━━ DOCUMENT PASSAGE ━━

Queensrÿche has had quite a roller coaster ride over the past decade. From 1999-2009, the band featured three different sets of songwriters before settling in with producer/songwriter Jason Slater in 2006 for Operation: Mindcrime II. With Slater back for round two with lead singer Geoff Tate and company, Queensrÿche has clearly found its creative legs on American Soldier, a concept record detailing the experiences of United States servicemen and women.
Starting with the “on your feet!” call of a boot camp drill instructor in “Sliver,” American Soldier takes the listener on a unique journey of hard rock bombardment. Featuring a plethora of heavy riffing throughout the album, particularly on the rockers “Man Down!” and “Unafraid,” American Soldier embraces Queensrÿche’s heavier roots, without forgetting the epic side of the band.
“At 30,000 Ft.,” a track written from the point of view of a bomber pilot will remind fans of the grand “Anybody Listening?” off of 1990’s Empire, whereas the moody “A Dead Man’s Words” is reminiscent of the song “Promised Land.” In fact, in a nutshell, American Soldier feels like a hybrid between the darkness of 1994’s Promised Land with a good injection of modern musical angst.
American Soldier was written primarily by producer Slater (with Tate responsible for lyrics), although former Queensrÿche axeman and producer Kelly Gray (Q2k, Live Evolution) contributed some tracks (“Hundred Mile Stare” and the aforementioned “Man Down!”). Additionally, Gray’s other band, Slave to the System, which features Queensrÿche drummer Scott Rockenfield and Brother Cane frontman/guitarist Damon Johnson, also contributed two songs – the battle haze-influenced “Middle of Hell” (featuring Tate on saxophone dueling with Wilton on guitar) and the touching father-daughter ballad (sung by Tate and his daughter, Emily), “Home Again.”
Tate (saxophone), Wilton (guitars), Rockenfield (drums) and bassist Eddie Jackson deliver dynamic musical performances, arguably their strongest in 15 years. From Rockenfield’s military cadence beat behind Wilton’s solo in the emotionally-charged “The Killer,” to Jackson’s thundering groove throughout American Soldier, the band play more cohesively than they have in years, distinctively Queensrÿche, yet modern and relevant despite being around for 28 years.

━━━
━━ DATASET ROWS ━━

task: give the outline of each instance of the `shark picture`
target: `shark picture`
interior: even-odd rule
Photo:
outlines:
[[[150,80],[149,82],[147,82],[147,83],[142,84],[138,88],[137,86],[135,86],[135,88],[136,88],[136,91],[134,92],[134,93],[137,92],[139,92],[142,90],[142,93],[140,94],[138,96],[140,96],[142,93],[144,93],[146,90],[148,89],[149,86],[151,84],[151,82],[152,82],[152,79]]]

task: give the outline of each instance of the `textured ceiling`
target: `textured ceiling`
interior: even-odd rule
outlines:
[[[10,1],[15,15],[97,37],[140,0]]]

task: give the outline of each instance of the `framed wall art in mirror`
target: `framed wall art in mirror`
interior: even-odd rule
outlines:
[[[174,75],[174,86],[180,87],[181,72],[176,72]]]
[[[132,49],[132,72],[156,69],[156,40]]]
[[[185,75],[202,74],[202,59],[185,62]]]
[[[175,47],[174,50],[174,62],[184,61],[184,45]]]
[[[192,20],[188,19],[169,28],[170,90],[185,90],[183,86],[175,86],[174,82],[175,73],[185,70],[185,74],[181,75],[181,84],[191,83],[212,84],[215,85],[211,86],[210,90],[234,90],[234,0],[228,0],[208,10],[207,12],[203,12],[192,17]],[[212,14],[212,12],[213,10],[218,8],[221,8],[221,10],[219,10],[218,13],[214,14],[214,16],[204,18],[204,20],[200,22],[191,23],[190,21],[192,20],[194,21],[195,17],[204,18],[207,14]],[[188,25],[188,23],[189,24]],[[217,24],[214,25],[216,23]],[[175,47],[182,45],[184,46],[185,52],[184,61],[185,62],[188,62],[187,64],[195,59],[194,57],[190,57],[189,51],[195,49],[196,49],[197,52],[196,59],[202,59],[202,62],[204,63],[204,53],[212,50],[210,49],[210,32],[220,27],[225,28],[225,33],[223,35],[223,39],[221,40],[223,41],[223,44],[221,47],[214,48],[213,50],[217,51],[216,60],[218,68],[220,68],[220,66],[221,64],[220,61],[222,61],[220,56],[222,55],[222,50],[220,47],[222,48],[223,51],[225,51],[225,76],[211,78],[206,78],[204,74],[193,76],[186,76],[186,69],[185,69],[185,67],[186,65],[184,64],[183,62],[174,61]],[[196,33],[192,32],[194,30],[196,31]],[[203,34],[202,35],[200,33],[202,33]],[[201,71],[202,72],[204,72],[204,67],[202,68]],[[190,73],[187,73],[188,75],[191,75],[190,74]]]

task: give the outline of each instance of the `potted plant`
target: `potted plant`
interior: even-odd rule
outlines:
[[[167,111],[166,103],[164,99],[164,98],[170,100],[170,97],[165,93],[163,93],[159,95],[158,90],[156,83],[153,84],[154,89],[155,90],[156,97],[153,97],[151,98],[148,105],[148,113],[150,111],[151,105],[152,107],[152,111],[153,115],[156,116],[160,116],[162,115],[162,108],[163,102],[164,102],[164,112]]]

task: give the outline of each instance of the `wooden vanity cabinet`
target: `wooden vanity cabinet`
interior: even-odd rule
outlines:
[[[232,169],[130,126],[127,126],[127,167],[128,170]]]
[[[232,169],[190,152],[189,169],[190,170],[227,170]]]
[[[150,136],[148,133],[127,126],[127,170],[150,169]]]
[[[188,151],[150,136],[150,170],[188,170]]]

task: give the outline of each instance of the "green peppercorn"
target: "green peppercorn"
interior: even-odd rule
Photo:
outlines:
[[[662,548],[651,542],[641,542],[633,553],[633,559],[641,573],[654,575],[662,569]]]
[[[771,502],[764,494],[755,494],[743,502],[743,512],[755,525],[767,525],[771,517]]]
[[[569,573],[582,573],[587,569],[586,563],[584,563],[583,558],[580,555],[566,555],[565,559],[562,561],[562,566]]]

━━━

- GOALS -
1. Please write out the American Soldier review word for word, everything from "Tate (saxophone), Wilton" down to "for 28 years.".
2. Decide whether each statement agrees with the American Soldier review, answering yes or no and quoting the words that settle it: (a) Queensrÿche began working with Jason Slater in 2006. (b) "A Dead Man's Words" is likened to "Anybody Listening?" (c) The band had been around for 28 years.
These rows have nothing to do with the American Soldier review.

- ANSWERS IN ORDER -
1.
Tate (saxophone), Wilton (guitars), Rockenfield (drums) and bassist Eddie Jackson deliver dynamic musical performances, arguably their strongest in 15 years. From Rockenfield’s military cadence beat behind Wilton’s solo in the emotionally-charged “The Killer,” to Jackson’s thundering groove throughout American Soldier, the band play more cohesively than they have in years, distinctively Queensrÿche, yet modern and relevant despite being around for 28 years.

2.
(a) Yes: "settling in with producer/songwriter Jason Slater in 2006"
(b) No: "the moody “A Dead Man’s Words” is reminiscent of the song “Promised Land.”"
(c) Yes: "despite being around for 28 years"